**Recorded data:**

***

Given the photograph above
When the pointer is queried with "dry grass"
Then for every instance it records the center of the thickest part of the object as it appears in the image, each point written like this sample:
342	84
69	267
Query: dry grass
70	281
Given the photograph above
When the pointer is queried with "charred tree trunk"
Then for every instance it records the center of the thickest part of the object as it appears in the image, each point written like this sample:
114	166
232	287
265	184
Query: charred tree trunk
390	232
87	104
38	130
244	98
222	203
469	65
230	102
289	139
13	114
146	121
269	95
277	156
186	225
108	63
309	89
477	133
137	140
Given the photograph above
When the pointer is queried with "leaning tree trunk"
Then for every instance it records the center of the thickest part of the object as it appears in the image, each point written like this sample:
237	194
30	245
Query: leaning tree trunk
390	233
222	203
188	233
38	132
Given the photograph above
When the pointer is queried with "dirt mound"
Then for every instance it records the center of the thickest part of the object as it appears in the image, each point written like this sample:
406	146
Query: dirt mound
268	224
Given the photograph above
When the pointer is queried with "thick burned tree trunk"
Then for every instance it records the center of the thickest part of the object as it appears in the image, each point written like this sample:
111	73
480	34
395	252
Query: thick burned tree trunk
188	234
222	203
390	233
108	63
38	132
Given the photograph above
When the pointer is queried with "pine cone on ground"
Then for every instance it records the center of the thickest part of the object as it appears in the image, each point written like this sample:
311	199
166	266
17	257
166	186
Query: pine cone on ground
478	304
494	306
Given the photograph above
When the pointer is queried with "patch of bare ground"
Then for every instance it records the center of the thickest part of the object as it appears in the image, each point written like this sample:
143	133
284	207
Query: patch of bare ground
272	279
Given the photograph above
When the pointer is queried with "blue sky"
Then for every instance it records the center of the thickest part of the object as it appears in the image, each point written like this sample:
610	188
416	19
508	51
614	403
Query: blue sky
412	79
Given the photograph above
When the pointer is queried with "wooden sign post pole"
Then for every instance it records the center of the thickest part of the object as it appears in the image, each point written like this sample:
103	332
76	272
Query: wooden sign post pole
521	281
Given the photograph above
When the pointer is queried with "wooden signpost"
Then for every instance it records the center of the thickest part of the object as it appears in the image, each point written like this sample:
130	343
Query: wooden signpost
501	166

***

**What you have to do:**
Return only the number of lines in the data that contain "queried".

**Written solution:**
10